=== What this task involves ===
Repeat exactly the lines of the listing from the line containing "black fender flare." through its last line, and nothing beyond them.

==================================================

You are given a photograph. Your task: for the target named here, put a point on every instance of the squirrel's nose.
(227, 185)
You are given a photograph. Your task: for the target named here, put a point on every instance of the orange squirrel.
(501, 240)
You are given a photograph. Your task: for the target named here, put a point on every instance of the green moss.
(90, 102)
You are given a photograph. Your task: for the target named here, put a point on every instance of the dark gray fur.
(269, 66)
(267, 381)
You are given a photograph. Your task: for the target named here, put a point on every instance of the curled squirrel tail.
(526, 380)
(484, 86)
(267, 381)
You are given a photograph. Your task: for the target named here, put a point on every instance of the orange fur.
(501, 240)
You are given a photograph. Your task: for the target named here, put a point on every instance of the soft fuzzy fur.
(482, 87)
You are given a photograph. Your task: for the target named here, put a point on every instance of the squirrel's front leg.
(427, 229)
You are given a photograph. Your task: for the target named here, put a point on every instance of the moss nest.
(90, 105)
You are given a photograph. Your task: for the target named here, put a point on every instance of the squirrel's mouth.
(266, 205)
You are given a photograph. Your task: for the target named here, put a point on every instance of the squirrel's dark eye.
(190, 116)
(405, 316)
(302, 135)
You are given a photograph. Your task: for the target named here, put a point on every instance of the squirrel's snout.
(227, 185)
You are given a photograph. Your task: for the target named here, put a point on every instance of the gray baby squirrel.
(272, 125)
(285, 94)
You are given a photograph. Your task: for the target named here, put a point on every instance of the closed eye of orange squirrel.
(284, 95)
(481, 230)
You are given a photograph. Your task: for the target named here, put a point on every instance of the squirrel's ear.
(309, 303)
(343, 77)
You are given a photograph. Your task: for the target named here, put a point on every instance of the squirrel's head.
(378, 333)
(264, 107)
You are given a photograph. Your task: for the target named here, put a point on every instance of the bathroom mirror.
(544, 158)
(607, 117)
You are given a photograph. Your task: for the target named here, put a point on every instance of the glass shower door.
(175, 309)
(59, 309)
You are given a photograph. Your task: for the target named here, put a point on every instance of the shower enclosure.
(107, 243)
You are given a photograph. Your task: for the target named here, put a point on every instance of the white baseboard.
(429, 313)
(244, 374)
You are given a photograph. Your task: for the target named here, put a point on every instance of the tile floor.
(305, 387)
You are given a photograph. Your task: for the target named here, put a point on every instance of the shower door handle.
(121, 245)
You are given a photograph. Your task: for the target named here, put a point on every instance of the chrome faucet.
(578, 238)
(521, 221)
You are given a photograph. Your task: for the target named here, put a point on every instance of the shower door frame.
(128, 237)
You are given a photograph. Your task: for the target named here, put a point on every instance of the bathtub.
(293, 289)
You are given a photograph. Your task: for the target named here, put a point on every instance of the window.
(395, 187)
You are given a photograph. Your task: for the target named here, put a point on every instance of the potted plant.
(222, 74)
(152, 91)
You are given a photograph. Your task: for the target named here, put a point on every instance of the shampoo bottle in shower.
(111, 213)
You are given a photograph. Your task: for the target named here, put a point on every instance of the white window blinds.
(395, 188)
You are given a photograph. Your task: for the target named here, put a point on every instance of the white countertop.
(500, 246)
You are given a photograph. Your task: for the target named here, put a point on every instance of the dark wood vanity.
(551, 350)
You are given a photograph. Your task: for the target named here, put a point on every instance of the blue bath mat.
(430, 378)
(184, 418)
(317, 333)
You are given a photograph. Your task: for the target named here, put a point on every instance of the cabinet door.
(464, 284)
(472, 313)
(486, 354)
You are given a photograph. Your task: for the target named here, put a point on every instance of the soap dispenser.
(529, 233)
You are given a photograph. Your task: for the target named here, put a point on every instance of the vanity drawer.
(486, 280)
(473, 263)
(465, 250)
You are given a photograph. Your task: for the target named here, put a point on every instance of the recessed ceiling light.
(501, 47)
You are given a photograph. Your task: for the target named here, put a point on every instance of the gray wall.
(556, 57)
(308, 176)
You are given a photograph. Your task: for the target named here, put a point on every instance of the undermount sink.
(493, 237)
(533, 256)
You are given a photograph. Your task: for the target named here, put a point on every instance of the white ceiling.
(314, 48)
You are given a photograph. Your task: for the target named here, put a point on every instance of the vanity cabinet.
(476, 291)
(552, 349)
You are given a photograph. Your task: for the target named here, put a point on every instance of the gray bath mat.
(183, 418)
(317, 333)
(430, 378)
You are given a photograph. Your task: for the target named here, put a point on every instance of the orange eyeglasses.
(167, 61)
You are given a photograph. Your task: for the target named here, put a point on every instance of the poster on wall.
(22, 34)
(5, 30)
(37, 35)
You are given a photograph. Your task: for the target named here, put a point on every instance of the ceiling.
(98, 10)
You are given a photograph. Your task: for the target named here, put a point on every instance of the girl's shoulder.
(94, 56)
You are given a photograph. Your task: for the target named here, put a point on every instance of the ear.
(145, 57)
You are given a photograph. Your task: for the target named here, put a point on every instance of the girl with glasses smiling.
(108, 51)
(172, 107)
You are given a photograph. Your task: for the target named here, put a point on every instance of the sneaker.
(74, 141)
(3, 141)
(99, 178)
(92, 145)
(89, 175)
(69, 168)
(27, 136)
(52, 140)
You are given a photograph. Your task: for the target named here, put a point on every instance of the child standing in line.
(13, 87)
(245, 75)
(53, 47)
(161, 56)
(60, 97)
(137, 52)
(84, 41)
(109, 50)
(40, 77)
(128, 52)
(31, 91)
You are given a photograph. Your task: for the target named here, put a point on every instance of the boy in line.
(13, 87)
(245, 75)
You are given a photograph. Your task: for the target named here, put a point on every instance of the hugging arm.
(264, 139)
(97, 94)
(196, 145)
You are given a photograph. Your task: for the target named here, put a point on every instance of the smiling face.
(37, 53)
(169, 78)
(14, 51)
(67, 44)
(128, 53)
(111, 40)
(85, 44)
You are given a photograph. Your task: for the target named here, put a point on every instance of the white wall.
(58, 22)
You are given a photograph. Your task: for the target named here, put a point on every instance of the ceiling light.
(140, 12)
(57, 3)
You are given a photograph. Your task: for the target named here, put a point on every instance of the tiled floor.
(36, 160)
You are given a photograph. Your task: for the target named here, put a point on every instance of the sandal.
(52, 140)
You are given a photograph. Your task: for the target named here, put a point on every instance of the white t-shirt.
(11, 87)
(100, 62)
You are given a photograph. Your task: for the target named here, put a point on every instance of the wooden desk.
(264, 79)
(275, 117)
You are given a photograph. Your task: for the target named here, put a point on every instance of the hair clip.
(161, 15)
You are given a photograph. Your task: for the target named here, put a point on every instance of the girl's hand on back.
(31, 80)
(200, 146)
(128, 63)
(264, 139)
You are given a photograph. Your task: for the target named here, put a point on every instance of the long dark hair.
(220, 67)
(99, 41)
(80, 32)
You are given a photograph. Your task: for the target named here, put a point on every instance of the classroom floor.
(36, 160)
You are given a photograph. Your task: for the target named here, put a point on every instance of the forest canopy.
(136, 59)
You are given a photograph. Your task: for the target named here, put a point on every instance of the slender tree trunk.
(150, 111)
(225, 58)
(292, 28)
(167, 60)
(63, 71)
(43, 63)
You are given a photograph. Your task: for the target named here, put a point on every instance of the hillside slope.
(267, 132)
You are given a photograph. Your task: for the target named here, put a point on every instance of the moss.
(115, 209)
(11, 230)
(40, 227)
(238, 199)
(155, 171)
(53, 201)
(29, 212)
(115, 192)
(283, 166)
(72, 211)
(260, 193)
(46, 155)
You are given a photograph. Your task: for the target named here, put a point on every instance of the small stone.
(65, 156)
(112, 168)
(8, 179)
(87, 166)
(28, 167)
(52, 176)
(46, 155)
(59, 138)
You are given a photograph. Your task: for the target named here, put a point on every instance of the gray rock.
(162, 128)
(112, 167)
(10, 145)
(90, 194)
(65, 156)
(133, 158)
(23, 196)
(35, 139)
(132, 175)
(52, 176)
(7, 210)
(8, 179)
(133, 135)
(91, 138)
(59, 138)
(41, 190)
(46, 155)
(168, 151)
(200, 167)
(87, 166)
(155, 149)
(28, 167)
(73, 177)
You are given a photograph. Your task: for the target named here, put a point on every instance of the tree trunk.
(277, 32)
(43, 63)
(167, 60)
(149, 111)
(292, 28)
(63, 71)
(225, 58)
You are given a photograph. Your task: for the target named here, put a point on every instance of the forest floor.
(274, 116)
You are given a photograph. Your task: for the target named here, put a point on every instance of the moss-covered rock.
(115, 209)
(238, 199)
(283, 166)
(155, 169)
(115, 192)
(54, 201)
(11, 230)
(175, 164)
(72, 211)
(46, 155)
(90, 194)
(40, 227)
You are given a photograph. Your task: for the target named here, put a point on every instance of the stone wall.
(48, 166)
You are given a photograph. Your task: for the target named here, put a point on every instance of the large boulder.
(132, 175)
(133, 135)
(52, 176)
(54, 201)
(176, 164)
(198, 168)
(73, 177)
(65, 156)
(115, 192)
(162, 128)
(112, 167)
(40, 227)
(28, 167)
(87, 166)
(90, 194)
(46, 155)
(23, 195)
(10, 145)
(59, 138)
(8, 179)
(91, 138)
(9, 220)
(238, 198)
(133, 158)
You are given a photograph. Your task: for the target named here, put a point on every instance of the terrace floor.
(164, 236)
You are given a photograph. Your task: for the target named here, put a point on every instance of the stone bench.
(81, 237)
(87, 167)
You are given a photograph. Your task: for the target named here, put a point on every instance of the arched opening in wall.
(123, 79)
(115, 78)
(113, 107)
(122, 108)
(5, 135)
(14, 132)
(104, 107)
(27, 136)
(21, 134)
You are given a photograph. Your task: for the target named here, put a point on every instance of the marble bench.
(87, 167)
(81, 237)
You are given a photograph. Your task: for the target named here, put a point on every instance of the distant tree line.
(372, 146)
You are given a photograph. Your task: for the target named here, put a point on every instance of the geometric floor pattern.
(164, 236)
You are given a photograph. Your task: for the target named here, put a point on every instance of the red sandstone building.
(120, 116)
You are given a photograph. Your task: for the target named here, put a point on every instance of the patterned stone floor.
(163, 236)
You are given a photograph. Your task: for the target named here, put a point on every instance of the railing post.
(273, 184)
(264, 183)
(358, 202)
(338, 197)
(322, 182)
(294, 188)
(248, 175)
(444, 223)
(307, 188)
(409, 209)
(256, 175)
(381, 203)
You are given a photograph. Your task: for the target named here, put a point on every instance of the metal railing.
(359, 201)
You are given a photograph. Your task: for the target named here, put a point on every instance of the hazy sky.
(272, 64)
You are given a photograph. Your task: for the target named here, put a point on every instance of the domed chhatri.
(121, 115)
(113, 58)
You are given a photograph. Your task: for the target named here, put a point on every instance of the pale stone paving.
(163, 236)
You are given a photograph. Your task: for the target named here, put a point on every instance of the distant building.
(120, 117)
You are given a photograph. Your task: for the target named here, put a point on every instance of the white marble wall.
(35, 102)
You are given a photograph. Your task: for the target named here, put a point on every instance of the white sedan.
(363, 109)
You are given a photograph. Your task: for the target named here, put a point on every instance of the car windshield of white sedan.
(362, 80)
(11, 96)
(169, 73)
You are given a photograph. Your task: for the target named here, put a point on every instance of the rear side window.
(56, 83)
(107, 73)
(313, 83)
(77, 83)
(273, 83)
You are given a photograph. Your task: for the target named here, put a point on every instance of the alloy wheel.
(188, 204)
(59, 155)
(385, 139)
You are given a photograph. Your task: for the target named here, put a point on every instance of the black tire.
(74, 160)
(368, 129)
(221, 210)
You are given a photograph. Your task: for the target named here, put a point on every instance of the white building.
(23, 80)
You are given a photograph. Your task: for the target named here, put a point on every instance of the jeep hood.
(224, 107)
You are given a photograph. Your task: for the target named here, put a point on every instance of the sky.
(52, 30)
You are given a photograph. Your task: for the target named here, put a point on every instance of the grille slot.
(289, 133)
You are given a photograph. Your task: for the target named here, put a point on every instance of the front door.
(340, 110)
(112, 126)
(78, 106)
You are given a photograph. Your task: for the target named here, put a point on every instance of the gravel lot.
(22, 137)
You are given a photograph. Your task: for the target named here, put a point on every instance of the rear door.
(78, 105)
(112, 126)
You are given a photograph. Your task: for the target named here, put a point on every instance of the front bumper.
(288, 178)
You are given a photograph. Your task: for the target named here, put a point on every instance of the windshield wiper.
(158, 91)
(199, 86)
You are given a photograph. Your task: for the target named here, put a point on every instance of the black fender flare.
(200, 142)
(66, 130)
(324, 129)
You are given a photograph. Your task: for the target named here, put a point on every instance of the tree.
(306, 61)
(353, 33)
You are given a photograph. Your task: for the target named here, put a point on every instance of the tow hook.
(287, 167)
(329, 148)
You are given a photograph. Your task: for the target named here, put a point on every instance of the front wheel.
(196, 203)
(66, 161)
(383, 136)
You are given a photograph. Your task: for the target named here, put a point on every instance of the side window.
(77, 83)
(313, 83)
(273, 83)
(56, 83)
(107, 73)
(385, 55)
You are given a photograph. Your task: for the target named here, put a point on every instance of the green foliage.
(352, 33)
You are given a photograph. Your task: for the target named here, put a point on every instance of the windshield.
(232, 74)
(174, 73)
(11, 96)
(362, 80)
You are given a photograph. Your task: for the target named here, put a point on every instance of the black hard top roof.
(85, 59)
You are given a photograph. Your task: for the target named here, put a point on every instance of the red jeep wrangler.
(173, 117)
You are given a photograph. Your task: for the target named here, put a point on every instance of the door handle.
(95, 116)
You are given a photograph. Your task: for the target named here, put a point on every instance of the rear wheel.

==================================================

=== Full solution ===
You are given a photograph. Your task: for the target named here, put a point on every instance of the black fender flare.
(200, 142)
(66, 130)
(324, 129)
You are given a photograph. Your task: for the target named here, put a point on every instance of the tree.
(306, 61)
(353, 33)
You are given a photograph. Your task: for the target named here, put a point on every instance of the tow hook.
(287, 167)
(329, 148)
You are given a photograph. Your task: for the target named here, put a point on every instance of the front wheel.
(196, 203)
(66, 161)
(383, 136)
You are given a photograph. Your task: for the target named here, put a point on every instance of the side window.
(77, 83)
(313, 83)
(273, 83)
(56, 83)
(107, 73)
(385, 55)
You are given a photograph. Your task: for the target named here, put a point on every instance of the green foliage.
(352, 33)
You are given a photograph. Your task: for the target named here, put a point on every instance of the windshield.
(232, 74)
(174, 73)
(11, 96)
(362, 80)
You are given a photograph. Your task: for the target named here, put a point on every instance of the black hard top roof.
(85, 59)
You are given a photograph. Your task: for the target named here, put a point on every instance of the red jeep wrangler.
(173, 117)
You are given a photograph. Your task: for the target named here, put a point on every instance of the door handle.
(95, 116)
You are given a photograph. Your task: for the target named here, put a point on every instance of the rear wheel.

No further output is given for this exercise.